Point annotation dataset lines
··········
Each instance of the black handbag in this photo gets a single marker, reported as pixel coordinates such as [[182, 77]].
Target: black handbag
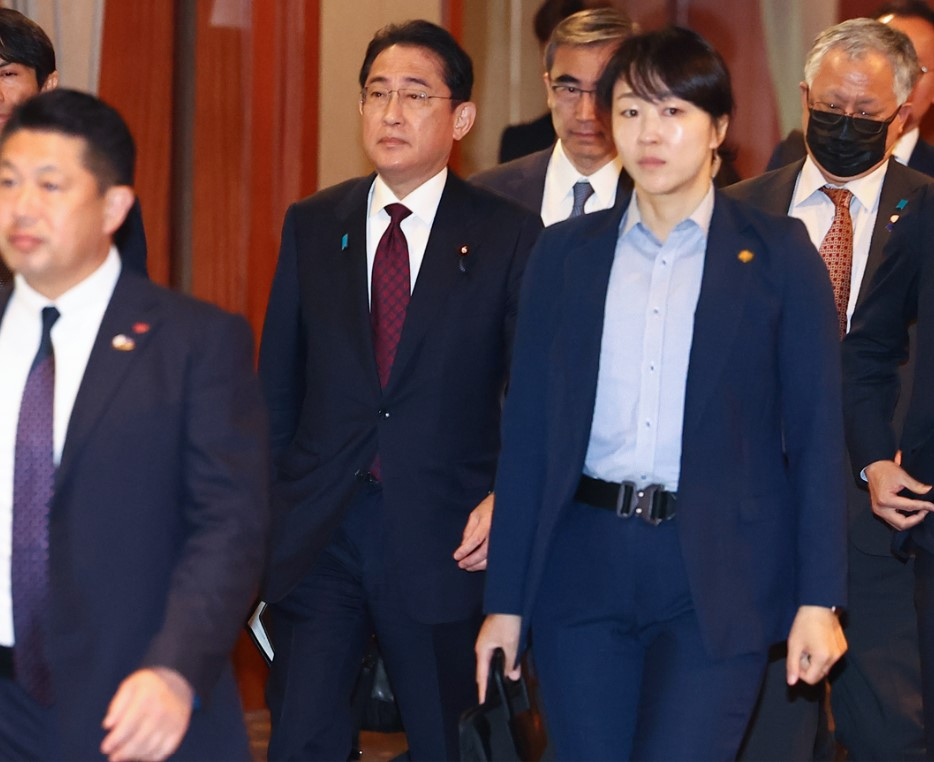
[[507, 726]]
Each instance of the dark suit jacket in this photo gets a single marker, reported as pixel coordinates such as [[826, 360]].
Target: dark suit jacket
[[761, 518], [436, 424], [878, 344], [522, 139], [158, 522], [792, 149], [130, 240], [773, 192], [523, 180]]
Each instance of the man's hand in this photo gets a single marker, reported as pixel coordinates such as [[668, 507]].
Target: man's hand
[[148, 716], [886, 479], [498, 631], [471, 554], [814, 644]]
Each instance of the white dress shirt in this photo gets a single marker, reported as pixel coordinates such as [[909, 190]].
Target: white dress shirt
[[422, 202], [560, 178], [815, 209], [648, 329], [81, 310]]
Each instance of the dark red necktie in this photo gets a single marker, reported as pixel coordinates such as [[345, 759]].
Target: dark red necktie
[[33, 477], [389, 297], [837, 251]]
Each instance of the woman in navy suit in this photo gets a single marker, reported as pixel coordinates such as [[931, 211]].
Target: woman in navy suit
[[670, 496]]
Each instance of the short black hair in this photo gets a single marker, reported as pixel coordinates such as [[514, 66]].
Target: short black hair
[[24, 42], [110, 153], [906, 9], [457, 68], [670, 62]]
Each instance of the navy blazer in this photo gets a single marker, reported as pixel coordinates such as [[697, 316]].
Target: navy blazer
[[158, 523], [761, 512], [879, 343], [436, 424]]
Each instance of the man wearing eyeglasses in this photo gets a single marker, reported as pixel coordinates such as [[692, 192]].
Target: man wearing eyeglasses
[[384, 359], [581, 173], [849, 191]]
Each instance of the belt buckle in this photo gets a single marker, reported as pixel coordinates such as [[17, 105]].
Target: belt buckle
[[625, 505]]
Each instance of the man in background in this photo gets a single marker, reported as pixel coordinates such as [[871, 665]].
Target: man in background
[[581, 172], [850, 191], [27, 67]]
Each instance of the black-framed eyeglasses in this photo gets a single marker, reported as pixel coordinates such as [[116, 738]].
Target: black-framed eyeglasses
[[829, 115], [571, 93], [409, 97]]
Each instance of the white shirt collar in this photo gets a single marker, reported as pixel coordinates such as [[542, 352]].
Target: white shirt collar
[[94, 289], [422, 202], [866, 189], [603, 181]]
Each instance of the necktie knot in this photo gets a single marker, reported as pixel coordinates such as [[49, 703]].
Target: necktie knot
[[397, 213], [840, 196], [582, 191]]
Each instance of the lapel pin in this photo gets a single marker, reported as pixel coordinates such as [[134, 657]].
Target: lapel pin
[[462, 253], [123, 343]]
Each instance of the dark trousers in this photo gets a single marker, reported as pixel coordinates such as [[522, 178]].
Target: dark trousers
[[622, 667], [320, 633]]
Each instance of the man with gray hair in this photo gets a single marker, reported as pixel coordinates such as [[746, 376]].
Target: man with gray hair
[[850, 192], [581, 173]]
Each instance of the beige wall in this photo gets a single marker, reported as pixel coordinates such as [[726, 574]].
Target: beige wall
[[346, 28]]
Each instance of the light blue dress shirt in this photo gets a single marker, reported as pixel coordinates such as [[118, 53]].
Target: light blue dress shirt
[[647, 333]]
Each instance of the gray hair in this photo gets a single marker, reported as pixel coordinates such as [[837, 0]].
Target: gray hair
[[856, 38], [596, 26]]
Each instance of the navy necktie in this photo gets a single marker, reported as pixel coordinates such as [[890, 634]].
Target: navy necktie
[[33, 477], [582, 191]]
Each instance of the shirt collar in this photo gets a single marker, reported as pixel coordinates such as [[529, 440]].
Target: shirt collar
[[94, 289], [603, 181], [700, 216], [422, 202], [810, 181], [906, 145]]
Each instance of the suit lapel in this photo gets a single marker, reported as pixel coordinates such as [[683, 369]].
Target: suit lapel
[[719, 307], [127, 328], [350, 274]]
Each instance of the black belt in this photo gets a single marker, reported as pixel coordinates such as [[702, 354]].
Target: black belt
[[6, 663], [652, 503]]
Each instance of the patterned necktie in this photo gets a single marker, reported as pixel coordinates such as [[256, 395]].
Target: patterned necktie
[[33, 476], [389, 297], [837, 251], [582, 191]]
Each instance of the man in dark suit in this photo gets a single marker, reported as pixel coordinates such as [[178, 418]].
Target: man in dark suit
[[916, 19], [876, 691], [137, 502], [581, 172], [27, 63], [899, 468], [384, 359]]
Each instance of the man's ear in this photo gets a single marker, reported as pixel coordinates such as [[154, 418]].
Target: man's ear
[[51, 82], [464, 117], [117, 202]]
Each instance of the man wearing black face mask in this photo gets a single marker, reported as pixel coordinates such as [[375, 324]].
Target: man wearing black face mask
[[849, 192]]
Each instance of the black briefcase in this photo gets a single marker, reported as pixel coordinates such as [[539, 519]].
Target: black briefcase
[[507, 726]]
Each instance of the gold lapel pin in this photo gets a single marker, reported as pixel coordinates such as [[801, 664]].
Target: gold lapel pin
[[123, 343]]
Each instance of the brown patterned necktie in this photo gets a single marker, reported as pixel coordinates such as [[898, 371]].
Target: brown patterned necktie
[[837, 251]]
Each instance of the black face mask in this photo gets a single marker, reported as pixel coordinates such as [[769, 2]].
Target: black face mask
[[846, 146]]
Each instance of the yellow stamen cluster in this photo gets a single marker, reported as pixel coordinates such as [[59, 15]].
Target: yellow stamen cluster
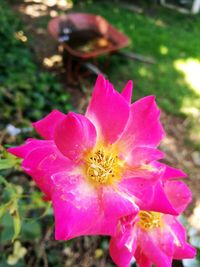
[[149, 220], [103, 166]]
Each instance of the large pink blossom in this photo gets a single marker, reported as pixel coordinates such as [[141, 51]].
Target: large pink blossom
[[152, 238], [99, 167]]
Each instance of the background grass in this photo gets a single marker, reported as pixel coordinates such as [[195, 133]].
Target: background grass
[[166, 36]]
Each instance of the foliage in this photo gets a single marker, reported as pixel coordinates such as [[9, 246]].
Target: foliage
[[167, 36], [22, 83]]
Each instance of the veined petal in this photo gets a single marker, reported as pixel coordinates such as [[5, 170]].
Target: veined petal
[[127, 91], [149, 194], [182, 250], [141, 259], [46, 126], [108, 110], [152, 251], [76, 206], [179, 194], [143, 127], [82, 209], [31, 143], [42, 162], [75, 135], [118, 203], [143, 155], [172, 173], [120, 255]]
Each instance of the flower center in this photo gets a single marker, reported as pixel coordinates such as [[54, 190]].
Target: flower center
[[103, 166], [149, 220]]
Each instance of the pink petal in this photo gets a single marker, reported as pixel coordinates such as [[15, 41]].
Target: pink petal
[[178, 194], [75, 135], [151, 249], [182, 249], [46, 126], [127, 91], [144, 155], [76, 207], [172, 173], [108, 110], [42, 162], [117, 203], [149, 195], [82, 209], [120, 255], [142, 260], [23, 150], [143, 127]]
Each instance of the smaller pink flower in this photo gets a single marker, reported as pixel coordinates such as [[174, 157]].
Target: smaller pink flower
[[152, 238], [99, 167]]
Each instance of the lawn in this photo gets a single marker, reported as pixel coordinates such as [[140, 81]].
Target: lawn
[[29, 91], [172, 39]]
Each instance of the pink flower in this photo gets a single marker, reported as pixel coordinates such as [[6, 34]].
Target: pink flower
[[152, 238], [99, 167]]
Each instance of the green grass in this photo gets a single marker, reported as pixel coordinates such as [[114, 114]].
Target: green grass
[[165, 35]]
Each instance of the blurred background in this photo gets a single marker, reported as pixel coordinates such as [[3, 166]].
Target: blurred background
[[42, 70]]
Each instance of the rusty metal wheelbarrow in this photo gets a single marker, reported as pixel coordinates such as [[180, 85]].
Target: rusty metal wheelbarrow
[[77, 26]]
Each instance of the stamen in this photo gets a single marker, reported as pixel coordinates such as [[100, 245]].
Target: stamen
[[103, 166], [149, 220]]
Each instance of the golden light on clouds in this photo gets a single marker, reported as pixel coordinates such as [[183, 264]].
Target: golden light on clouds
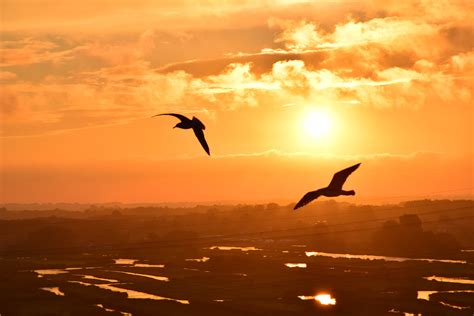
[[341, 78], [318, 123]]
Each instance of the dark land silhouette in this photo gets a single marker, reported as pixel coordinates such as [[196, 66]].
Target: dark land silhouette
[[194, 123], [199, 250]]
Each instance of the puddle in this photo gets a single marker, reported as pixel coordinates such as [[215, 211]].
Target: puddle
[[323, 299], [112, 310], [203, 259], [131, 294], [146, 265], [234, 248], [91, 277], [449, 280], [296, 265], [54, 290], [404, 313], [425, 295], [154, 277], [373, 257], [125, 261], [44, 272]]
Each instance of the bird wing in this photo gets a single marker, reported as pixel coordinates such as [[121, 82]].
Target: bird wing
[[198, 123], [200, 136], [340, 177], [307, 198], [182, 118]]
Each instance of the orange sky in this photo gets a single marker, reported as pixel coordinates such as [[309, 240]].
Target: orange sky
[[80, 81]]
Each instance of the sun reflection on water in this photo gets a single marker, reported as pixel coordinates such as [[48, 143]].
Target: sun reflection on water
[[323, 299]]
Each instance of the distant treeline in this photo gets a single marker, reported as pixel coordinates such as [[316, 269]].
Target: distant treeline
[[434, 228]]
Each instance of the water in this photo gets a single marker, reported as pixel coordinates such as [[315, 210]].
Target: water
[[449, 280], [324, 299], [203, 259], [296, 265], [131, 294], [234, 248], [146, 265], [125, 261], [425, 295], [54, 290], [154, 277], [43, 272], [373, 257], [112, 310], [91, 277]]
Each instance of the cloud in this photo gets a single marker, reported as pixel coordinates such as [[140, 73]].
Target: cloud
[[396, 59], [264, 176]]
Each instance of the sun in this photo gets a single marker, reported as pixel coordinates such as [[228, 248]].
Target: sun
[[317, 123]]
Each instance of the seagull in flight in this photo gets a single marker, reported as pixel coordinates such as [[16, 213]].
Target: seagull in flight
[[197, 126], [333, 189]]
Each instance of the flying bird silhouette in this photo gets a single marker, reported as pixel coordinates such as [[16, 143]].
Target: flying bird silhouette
··········
#### [Short problem]
Please put the lines from the line with "Each instance of the distant" to the line with "310], [91, 277]]" into a Markdown table with the columns Number and Record line, leaving out any blank lines.

#### [Exercise output]
| Number | Record line |
|---|---|
| 1 | Each instance of the distant treeline in this photo gets a single marker, reported as pixel coordinates such as [[316, 269]]. |
| 2 | Target: distant treeline |
| 3 | [[434, 228]] |
| 4 | Each instance of the water in this photo gets a single marker, reported as pixel coordinates such as [[315, 210]]. |
| 5 | Target: water |
| 6 | [[449, 280], [324, 299], [203, 259], [296, 265], [131, 294], [234, 248], [146, 265], [125, 261], [425, 295], [54, 290], [154, 277], [43, 272], [373, 257], [112, 310], [91, 277]] |